§ Work request
Tally every line below where "neighboring" appears, then report the total alone.

===== Input material

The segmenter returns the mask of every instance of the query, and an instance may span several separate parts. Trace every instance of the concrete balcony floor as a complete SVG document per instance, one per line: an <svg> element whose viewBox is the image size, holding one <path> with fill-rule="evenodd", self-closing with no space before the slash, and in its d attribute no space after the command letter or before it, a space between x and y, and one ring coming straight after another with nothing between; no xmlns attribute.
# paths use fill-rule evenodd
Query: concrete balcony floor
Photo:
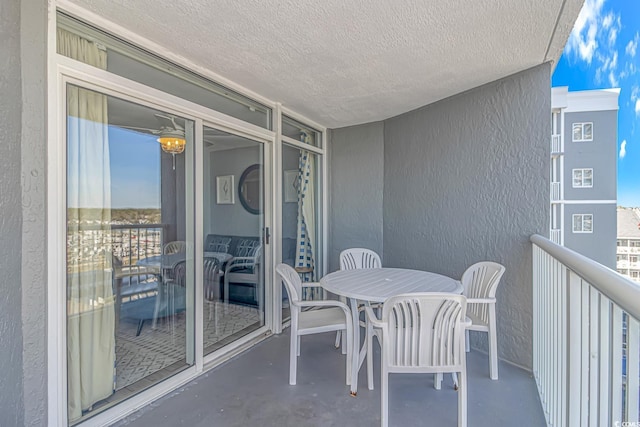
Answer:
<svg viewBox="0 0 640 427"><path fill-rule="evenodd" d="M358 396L345 385L345 357L334 333L302 337L298 384L288 384L289 334L275 335L216 367L117 425L143 426L376 426L380 424L380 349L374 344L375 389L360 370ZM535 382L527 371L500 363L489 379L487 355L467 353L468 425L544 426ZM457 426L457 395L446 374L391 375L390 426Z"/></svg>

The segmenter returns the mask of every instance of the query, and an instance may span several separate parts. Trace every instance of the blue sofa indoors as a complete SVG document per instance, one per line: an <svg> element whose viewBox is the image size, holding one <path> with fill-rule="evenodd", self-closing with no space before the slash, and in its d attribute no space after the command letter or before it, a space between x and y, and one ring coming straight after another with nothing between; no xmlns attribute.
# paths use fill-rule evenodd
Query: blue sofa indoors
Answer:
<svg viewBox="0 0 640 427"><path fill-rule="evenodd" d="M282 248L282 262L293 265L295 239L283 239ZM256 282L260 277L262 244L258 237L208 234L205 238L204 250L205 252L224 252L233 256L220 269L224 272L221 294L226 301L260 305ZM224 293L225 288L228 288L228 295Z"/></svg>

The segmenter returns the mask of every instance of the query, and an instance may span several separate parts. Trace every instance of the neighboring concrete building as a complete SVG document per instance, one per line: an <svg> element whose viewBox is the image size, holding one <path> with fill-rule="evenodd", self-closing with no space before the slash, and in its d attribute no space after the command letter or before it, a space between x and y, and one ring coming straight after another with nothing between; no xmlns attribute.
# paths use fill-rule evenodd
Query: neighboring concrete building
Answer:
<svg viewBox="0 0 640 427"><path fill-rule="evenodd" d="M615 268L620 89L552 88L551 240Z"/></svg>
<svg viewBox="0 0 640 427"><path fill-rule="evenodd" d="M640 282L640 209L618 208L618 273Z"/></svg>

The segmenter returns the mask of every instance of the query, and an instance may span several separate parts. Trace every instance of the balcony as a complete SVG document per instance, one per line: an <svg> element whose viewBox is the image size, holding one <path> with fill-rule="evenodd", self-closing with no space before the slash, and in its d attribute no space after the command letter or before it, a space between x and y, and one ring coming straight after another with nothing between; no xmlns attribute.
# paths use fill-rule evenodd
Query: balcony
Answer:
<svg viewBox="0 0 640 427"><path fill-rule="evenodd" d="M551 202L559 202L560 201L560 191L561 184L560 182L552 182L551 183Z"/></svg>
<svg viewBox="0 0 640 427"><path fill-rule="evenodd" d="M551 157L557 157L562 153L562 142L560 135L551 135Z"/></svg>
<svg viewBox="0 0 640 427"><path fill-rule="evenodd" d="M288 331L288 329L287 329ZM344 384L344 356L331 333L302 338L298 384L288 384L288 332L274 335L229 363L189 383L118 425L375 426L380 424L379 347L374 346L374 390L361 370L357 397ZM469 426L542 426L544 414L531 374L500 363L491 381L487 355L467 357ZM392 375L391 426L455 426L451 379L433 388L432 375ZM429 423L425 424L425 419Z"/></svg>
<svg viewBox="0 0 640 427"><path fill-rule="evenodd" d="M533 236L534 377L548 425L637 425L640 285Z"/></svg>
<svg viewBox="0 0 640 427"><path fill-rule="evenodd" d="M551 241L556 245L562 244L562 230L559 228L551 229Z"/></svg>

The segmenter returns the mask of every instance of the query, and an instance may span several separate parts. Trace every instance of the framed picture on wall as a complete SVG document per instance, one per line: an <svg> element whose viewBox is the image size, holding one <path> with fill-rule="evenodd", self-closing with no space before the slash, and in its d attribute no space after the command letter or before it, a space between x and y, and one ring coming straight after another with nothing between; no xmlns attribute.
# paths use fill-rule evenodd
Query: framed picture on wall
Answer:
<svg viewBox="0 0 640 427"><path fill-rule="evenodd" d="M216 202L219 205L233 205L236 202L233 175L216 177Z"/></svg>
<svg viewBox="0 0 640 427"><path fill-rule="evenodd" d="M298 171L296 169L284 171L284 201L295 203L298 201Z"/></svg>

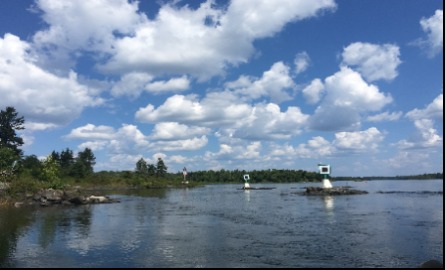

==========

§ Output for this task
2